>> start

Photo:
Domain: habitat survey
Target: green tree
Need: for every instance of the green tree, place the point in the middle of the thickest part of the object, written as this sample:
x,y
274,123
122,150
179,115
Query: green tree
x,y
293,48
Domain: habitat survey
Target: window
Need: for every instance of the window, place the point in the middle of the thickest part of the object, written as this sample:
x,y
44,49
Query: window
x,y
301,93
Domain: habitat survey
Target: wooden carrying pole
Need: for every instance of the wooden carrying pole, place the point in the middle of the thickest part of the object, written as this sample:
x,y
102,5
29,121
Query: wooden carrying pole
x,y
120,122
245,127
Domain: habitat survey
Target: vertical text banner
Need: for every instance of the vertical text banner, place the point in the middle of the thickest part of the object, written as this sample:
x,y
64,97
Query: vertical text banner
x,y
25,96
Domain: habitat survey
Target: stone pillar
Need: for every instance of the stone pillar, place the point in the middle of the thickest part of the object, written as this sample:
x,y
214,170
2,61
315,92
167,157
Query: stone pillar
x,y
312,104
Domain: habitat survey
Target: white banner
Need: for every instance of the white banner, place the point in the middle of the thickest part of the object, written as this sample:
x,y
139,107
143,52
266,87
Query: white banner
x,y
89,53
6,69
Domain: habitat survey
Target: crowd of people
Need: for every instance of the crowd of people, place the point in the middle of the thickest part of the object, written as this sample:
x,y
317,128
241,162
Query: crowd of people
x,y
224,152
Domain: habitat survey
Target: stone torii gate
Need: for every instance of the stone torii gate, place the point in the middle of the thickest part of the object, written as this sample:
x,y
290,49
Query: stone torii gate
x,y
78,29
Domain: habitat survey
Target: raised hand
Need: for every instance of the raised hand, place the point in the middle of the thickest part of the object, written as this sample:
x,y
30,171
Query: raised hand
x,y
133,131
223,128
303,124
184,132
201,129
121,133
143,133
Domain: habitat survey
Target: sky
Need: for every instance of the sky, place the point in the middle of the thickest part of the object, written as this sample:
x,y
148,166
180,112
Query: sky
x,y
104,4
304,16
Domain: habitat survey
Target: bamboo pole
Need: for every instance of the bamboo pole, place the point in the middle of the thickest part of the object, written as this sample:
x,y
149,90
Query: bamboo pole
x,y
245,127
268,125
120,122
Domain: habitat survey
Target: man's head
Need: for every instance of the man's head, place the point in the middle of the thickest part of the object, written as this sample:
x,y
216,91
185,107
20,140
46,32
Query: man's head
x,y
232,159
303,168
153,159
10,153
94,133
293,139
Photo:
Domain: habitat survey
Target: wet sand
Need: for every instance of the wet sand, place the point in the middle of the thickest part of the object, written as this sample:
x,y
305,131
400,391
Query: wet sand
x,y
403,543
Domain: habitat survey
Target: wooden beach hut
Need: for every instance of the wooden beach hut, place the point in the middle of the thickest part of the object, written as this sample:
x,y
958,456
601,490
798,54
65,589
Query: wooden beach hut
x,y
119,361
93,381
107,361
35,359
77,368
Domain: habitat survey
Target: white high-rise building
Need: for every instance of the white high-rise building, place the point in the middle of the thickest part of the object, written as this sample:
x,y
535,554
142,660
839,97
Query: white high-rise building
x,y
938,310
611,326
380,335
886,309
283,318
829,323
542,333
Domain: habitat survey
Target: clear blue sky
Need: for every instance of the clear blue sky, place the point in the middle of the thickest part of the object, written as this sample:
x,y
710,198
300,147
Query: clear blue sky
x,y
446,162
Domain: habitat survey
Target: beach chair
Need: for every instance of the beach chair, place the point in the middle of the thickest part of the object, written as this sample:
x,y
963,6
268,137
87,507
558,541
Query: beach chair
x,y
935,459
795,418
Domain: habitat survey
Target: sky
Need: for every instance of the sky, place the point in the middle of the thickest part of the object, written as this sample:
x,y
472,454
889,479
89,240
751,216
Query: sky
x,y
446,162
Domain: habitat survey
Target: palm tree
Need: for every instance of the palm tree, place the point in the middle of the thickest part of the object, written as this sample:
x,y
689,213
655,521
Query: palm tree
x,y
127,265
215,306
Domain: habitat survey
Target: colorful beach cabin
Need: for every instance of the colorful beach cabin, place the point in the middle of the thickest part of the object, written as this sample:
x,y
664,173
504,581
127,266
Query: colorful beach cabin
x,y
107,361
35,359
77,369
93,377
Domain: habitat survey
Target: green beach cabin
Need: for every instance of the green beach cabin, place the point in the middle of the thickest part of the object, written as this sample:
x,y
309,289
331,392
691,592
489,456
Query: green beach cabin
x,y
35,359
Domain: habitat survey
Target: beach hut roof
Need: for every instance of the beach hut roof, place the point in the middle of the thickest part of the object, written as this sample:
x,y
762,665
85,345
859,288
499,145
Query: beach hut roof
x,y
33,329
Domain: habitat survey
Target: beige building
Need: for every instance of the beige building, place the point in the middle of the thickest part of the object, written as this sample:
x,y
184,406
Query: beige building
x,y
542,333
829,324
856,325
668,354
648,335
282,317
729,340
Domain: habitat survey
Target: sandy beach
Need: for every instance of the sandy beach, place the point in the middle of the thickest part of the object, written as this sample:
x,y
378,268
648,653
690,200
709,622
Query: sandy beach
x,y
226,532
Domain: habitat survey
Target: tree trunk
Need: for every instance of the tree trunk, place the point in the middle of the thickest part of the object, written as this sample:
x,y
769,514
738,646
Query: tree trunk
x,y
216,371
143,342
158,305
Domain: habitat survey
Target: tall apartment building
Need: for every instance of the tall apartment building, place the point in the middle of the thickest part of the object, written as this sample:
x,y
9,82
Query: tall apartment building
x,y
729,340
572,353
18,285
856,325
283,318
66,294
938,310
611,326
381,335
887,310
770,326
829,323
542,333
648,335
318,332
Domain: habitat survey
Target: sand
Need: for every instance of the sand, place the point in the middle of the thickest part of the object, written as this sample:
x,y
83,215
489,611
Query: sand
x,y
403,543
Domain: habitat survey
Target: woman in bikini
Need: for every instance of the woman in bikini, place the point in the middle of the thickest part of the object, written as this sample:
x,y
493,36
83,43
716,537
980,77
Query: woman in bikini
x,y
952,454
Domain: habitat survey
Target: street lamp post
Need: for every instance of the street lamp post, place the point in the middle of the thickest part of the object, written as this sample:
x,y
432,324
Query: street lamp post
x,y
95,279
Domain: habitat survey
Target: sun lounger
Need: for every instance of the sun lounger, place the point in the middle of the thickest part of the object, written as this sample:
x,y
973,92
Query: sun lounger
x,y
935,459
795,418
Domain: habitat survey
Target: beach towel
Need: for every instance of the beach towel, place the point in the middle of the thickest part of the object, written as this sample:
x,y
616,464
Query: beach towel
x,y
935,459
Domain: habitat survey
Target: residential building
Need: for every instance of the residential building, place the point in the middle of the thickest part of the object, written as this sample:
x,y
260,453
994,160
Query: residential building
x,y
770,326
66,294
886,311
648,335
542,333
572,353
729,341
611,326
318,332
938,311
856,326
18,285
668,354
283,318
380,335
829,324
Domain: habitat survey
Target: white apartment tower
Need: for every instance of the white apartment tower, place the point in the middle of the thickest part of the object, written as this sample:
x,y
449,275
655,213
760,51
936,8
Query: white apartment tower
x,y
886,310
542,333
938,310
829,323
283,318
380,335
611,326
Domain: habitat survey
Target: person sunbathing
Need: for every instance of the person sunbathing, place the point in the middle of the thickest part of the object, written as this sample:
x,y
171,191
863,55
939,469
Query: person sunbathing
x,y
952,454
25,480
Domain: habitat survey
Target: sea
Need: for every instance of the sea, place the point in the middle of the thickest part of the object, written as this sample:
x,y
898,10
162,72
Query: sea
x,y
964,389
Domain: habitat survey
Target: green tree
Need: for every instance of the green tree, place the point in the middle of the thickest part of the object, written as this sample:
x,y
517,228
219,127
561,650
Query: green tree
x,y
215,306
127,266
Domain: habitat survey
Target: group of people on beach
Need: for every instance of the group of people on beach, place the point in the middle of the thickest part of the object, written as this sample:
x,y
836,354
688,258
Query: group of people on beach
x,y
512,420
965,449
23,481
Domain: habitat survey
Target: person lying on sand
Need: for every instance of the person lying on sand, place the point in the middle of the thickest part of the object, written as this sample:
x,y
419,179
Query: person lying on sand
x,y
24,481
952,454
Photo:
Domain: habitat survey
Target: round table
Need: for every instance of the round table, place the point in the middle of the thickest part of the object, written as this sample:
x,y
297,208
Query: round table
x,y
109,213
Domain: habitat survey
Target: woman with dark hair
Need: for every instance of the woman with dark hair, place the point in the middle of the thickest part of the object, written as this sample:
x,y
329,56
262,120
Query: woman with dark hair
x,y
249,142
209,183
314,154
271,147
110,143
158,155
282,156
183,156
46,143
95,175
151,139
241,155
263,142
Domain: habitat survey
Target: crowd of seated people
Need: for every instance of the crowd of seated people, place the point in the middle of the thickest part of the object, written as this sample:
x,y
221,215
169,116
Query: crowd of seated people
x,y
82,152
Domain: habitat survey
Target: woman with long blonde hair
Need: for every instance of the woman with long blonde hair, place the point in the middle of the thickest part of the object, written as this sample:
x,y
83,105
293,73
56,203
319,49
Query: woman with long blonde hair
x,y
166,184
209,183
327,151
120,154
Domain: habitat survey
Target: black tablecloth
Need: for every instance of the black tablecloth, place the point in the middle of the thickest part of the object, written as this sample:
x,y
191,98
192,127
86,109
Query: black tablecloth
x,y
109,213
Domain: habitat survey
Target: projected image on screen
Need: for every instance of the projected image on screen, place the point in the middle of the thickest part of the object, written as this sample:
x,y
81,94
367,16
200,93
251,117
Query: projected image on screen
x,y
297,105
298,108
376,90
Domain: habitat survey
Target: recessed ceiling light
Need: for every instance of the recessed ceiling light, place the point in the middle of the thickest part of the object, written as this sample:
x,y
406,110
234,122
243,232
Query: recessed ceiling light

>> end

## STATED GOAL
How many lines above contain the string "group"? Case counts, so match only that exact capitalization, and reply with the number alone.

## SOLVED EXERCISE
3